*SOURCE PASSAGE*
Discovering the Polynesian islands

When early Europeans eventually explored the islands of the Pacific Ocean, they discovered they weren’t the first to find them. In fact, they were many hundreds of years late. The people they encountered on these islands were dispersed over thousands of kilometres, but had similar beliefs and customs. These were the Polynesian islanders, and their perfected navigational skills enabled them to travel distances of over 3,000 kilometres between landmasses. As they made these vast voyages, they discovered a plethora of remote islands, one by one, and became the first humans to set foot on them.

As groups of island hoppers ended their time at sea, families settled and established their home on one of 10,000 Polynesian islands. As time passed and with permanent settlers on these islands, new cultures, beliefs and language variations emerged to produce today’s communities. DNA analysis shows that all early Polynesian settlers descended from a single race of people. Studies of their past have led most to believe they originated in southeast Asia, leaving in boats to form the new populations.

*Dataset entries*
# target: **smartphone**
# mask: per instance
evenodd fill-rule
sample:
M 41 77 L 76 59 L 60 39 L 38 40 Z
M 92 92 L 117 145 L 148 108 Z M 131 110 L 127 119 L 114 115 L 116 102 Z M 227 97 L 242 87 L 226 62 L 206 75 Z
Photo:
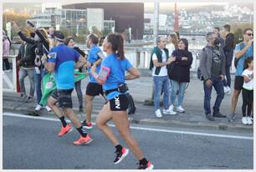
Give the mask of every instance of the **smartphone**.
M 29 20 L 27 21 L 27 23 L 28 23 L 29 26 L 31 26 L 32 28 L 34 27 L 34 24 L 32 23 Z

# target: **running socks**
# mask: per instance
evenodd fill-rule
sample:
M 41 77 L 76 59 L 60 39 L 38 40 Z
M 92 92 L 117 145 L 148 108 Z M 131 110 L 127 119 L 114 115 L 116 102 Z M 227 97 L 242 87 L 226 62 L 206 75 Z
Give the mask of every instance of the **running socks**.
M 66 123 L 65 118 L 64 116 L 60 117 L 59 120 L 61 121 L 63 127 L 66 127 L 67 126 L 67 123 Z
M 122 146 L 120 144 L 117 144 L 115 147 L 115 152 L 122 152 Z
M 146 165 L 147 160 L 146 158 L 143 158 L 142 159 L 140 160 L 140 164 Z
M 86 129 L 84 129 L 82 126 L 79 127 L 79 128 L 77 128 L 76 129 L 80 133 L 80 134 L 81 134 L 83 137 L 86 137 L 86 136 L 87 136 Z

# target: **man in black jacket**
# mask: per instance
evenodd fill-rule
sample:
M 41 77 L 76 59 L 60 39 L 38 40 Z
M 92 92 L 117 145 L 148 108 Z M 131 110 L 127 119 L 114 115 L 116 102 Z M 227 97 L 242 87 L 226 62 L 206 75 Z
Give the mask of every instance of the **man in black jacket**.
M 32 101 L 35 89 L 33 73 L 35 59 L 34 48 L 34 45 L 24 43 L 20 46 L 17 56 L 17 65 L 20 66 L 18 70 L 18 82 L 20 85 L 21 100 L 26 100 L 27 102 Z M 27 76 L 28 76 L 30 82 L 30 92 L 28 99 L 24 84 L 24 78 Z

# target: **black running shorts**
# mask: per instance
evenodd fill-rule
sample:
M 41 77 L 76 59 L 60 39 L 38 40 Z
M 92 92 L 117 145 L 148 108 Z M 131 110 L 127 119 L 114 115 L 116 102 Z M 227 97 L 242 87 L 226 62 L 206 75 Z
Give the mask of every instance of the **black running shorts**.
M 88 83 L 86 87 L 86 92 L 85 92 L 86 95 L 95 97 L 96 95 L 100 95 L 100 94 L 103 94 L 102 85 L 100 85 L 99 83 Z
M 73 89 L 57 89 L 58 102 L 60 108 L 73 108 L 71 98 L 72 91 Z
M 243 89 L 243 77 L 236 76 L 233 89 L 237 90 Z
M 110 100 L 111 111 L 125 111 L 129 106 L 128 98 L 125 94 L 120 94 Z

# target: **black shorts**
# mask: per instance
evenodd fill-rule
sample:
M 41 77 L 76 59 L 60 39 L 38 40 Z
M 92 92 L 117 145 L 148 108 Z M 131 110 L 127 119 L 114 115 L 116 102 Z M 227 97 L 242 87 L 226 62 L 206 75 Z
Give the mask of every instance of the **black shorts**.
M 128 98 L 125 94 L 120 94 L 110 100 L 111 111 L 125 111 L 129 106 Z
M 103 94 L 103 89 L 102 89 L 102 85 L 100 85 L 99 83 L 89 83 L 87 87 L 86 87 L 86 92 L 85 94 L 86 95 L 90 95 L 90 96 L 96 96 L 96 95 L 100 95 Z
M 54 89 L 51 97 L 56 99 L 60 108 L 73 108 L 72 94 L 73 89 Z
M 243 89 L 243 77 L 236 76 L 233 89 L 237 90 Z

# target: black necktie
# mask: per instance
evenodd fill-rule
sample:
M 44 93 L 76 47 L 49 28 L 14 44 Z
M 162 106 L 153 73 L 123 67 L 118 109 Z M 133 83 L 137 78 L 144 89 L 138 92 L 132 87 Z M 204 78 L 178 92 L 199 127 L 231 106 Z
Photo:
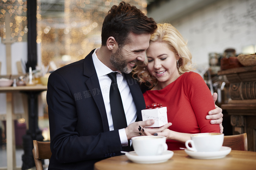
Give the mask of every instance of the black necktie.
M 117 72 L 112 72 L 107 74 L 112 81 L 109 91 L 109 99 L 115 130 L 121 129 L 127 127 L 122 99 L 117 82 Z M 122 148 L 125 151 L 131 151 L 129 140 L 128 141 L 128 146 L 123 147 Z

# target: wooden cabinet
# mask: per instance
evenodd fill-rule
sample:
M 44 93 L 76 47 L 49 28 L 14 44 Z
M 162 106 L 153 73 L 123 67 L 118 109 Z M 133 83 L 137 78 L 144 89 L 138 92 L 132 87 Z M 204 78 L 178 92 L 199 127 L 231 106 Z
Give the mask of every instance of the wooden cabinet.
M 230 115 L 234 135 L 246 133 L 248 150 L 256 151 L 256 66 L 219 71 L 230 84 L 231 100 L 221 105 Z

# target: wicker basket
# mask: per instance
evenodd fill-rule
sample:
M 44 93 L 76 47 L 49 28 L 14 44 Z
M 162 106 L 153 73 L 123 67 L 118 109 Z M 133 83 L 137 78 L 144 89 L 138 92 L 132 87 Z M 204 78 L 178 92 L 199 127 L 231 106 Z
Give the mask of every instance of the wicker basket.
M 244 66 L 256 65 L 256 53 L 255 54 L 240 54 L 237 56 L 239 62 Z

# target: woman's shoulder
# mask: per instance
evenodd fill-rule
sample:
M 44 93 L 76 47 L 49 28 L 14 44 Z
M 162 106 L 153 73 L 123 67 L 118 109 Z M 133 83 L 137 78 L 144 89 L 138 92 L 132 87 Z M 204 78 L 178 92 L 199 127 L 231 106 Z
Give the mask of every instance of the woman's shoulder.
M 184 73 L 183 74 L 184 74 L 184 78 L 186 79 L 190 79 L 193 80 L 195 79 L 203 79 L 200 74 L 198 73 L 193 72 L 193 71 L 186 72 Z
M 186 72 L 184 74 L 184 81 L 186 84 L 191 85 L 199 85 L 201 83 L 205 83 L 205 82 L 201 75 L 198 73 L 190 71 Z

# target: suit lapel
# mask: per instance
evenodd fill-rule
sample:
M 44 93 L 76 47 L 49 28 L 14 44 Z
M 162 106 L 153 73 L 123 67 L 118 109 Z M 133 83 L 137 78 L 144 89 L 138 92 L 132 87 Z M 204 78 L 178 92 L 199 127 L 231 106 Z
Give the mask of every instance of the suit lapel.
M 99 80 L 93 61 L 92 54 L 95 50 L 93 50 L 84 59 L 84 75 L 88 77 L 85 84 L 99 111 L 105 132 L 109 131 L 109 126 Z M 93 93 L 93 92 L 95 93 Z

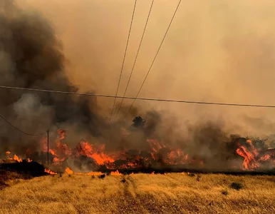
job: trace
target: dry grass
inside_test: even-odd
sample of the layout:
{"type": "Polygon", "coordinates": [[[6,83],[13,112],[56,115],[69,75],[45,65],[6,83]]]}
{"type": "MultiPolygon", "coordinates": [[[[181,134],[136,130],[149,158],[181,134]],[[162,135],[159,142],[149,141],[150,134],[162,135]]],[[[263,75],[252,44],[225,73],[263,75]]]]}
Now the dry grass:
{"type": "Polygon", "coordinates": [[[36,178],[1,190],[0,213],[275,213],[274,177],[197,178],[182,173],[36,178]],[[242,188],[232,189],[232,183],[242,188]]]}

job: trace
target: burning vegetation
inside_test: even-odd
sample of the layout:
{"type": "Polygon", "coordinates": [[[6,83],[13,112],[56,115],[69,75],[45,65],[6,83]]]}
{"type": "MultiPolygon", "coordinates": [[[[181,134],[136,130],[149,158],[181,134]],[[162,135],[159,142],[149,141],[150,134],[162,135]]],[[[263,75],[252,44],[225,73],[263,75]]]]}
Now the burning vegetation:
{"type": "MultiPolygon", "coordinates": [[[[1,6],[0,84],[77,92],[50,23],[38,13],[22,11],[12,1],[1,6]]],[[[146,121],[135,117],[130,127],[114,122],[110,131],[95,98],[6,89],[0,93],[0,111],[21,129],[41,133],[51,128],[48,168],[53,171],[71,174],[108,169],[117,173],[122,168],[171,165],[222,170],[274,167],[274,150],[269,149],[265,141],[228,137],[211,123],[196,124],[186,136],[175,131],[175,121],[165,124],[162,115],[150,111],[145,113],[146,121]]],[[[137,112],[130,113],[133,116],[137,112]]],[[[1,126],[0,153],[2,157],[6,153],[5,161],[21,163],[25,158],[26,164],[46,165],[47,141],[1,126]]]]}
{"type": "MultiPolygon", "coordinates": [[[[128,134],[125,134],[125,129],[121,131],[123,136],[121,141],[128,142],[131,139],[131,136],[136,134],[135,129],[144,131],[145,123],[137,126],[136,120],[133,120],[134,123],[131,126],[134,129],[128,131],[128,134]]],[[[209,129],[207,131],[210,131],[209,129]]],[[[64,130],[58,130],[56,140],[49,142],[49,168],[53,171],[73,174],[90,171],[100,173],[109,170],[113,171],[111,174],[119,174],[116,171],[118,169],[165,168],[169,166],[224,170],[264,170],[275,167],[275,149],[269,148],[265,143],[266,140],[259,138],[231,136],[227,141],[219,143],[221,145],[215,142],[219,148],[221,156],[215,156],[213,153],[209,156],[200,153],[199,150],[197,153],[193,151],[188,153],[190,151],[188,146],[177,147],[157,138],[145,139],[143,145],[146,144],[145,148],[147,148],[147,150],[133,149],[125,146],[116,151],[106,149],[105,144],[93,143],[87,141],[81,141],[73,147],[69,146],[66,143],[67,138],[69,138],[69,133],[67,134],[64,130]],[[218,163],[214,164],[217,162],[218,163]],[[221,168],[221,165],[223,168],[221,168]]],[[[207,142],[207,138],[204,140],[207,142]]],[[[25,153],[27,161],[33,160],[46,164],[47,143],[47,138],[43,138],[38,147],[41,151],[28,149],[25,153]]],[[[202,144],[203,143],[201,142],[202,144]]],[[[22,161],[16,155],[14,158],[9,158],[10,153],[6,152],[7,160],[22,161]]],[[[50,170],[46,170],[46,172],[55,173],[50,170]]]]}

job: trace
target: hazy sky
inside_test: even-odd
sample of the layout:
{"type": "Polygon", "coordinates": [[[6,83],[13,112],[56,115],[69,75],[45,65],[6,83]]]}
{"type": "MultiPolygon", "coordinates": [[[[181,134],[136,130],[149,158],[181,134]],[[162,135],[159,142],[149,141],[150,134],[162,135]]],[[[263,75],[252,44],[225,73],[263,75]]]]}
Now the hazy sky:
{"type": "MultiPolygon", "coordinates": [[[[127,96],[135,96],[178,3],[155,1],[127,96]]],[[[40,11],[52,22],[63,44],[72,82],[81,91],[115,93],[134,0],[17,2],[40,11]]],[[[150,4],[138,0],[119,95],[150,4]]],[[[140,96],[275,106],[274,11],[271,0],[182,1],[140,96]]],[[[103,112],[110,113],[113,101],[98,101],[103,112]]],[[[167,111],[180,120],[221,117],[247,131],[252,127],[272,132],[274,126],[269,123],[275,122],[275,109],[137,101],[135,106],[140,106],[167,111]]]]}

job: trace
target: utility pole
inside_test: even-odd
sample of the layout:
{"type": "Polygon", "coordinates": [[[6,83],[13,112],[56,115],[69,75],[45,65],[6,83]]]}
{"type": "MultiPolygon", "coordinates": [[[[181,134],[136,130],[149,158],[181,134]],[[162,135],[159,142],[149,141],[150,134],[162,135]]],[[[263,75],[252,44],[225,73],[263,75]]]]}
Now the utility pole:
{"type": "Polygon", "coordinates": [[[47,141],[48,141],[48,153],[47,153],[47,162],[48,162],[48,168],[49,167],[49,158],[48,158],[48,129],[47,130],[47,141]]]}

*TASK OBJECTIVE*
Pick up the passage on the discovery of the Polynesian islands where it stops, and carry it on from its last sentence.

*RESULT*
The ambition of these islanders is shown in the evidence of the equipment they brought with them and the intent in their navigation. Researchers rule out the possibility of drifters accidentally discovering the islands due to the resources they carried with them to start new lives. Food and animals were taken on boats, including three known domesticated animals: pigs, dogs and chickens. 

Dealing with crowded boats of people, animals and supplies, groups tackled the ocean’s menacing moods with patience and respect. Part of the Polynesian culture, living in a water-orientated part of the world, these particularly brave and persistent individuals embraced open-sea voyages despite their vulnerability, travelling for many weeks at a time. By adopting and spreading successful seafaring methods, the islanders tuned into the tides in a way most modern sailors can only begin to imagine. With none of the technology of today, could this mean these ancient people are the best navigators of all time?